What is being asked: Please restate the data word for word.

____ Records supplied

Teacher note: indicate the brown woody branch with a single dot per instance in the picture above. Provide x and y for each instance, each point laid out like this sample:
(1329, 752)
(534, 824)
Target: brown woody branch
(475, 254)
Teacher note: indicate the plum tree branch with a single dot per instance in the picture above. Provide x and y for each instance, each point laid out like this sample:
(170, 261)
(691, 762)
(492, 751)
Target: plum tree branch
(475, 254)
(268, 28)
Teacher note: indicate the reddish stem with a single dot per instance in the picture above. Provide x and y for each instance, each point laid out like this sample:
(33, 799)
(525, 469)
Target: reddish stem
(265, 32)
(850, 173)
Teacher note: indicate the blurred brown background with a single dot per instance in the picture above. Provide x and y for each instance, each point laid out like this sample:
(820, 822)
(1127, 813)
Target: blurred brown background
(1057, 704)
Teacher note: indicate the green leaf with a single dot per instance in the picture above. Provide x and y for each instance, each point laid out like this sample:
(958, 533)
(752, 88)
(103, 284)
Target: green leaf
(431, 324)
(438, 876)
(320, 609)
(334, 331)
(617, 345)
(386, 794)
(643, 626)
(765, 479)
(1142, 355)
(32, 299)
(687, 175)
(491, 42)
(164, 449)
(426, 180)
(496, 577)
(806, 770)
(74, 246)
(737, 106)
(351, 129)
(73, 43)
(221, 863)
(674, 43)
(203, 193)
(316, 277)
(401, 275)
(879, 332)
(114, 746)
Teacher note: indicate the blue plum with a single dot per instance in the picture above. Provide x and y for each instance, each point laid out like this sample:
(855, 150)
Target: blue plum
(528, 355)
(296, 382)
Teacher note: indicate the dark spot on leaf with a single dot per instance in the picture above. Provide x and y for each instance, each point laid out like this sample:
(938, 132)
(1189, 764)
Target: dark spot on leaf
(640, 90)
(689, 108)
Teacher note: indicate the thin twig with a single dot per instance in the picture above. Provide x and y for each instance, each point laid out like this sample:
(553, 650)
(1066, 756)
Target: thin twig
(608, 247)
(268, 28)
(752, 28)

________

Written answer:
Teacher note: indicate the brown woody branch with a single dot per instance in the picture above. Provide x and y for each instance, each point laid out like this sample:
(1329, 752)
(534, 824)
Target: brown woody branch
(475, 254)
Teacher note: indicate the plum tree branch with a single dot per instance in the picture above. Provide x and y for each instance, each point laid out like this sample:
(170, 261)
(691, 762)
(492, 751)
Target: plum tree branch
(475, 254)
(268, 28)
Teacher note: indicate the reddish stem with a single dot per instance in the picture above. Provide x and y for each instance, each point laid out like this sample:
(33, 799)
(525, 469)
Target: reddish stem
(265, 32)
(850, 173)
Teacher note: indicate the blurred brown background with a single dot per instance in the picture above. Provide x and y for each instance, each point laid out like this sample:
(820, 822)
(1127, 813)
Target: blurred brown background
(1057, 704)
Teacher note: indicate the green leaf with a single dot per instance in the picture above. Provide x and y for each instance, each point laid out like this sample:
(958, 533)
(752, 88)
(103, 284)
Target: green leaf
(431, 324)
(438, 876)
(320, 609)
(334, 331)
(617, 345)
(386, 794)
(643, 626)
(765, 479)
(1142, 355)
(32, 299)
(687, 175)
(491, 42)
(164, 449)
(426, 180)
(496, 577)
(806, 770)
(74, 246)
(737, 106)
(351, 129)
(73, 43)
(221, 863)
(674, 43)
(203, 193)
(316, 277)
(401, 275)
(879, 332)
(114, 746)
Teacher note: indicate the blue plum with a single dot per instance in the picture above. Provide x and y for each instance, each point laid out like this sample:
(855, 150)
Target: blue plum
(528, 355)
(296, 382)
Teacher note: indicate the dark spot on leaf with a single dot per instance in the picture above. Provide x and y for each instance, each point laid out like this sample:
(938, 132)
(1189, 764)
Target: dark spot on leaf
(640, 90)
(689, 108)
Teacher note: indicate the thin twig with a single dot per instance in the picture above. Provide x and y for each instance, each point laid out like this sample:
(553, 650)
(1066, 756)
Target: thin twig
(608, 247)
(268, 28)
(752, 28)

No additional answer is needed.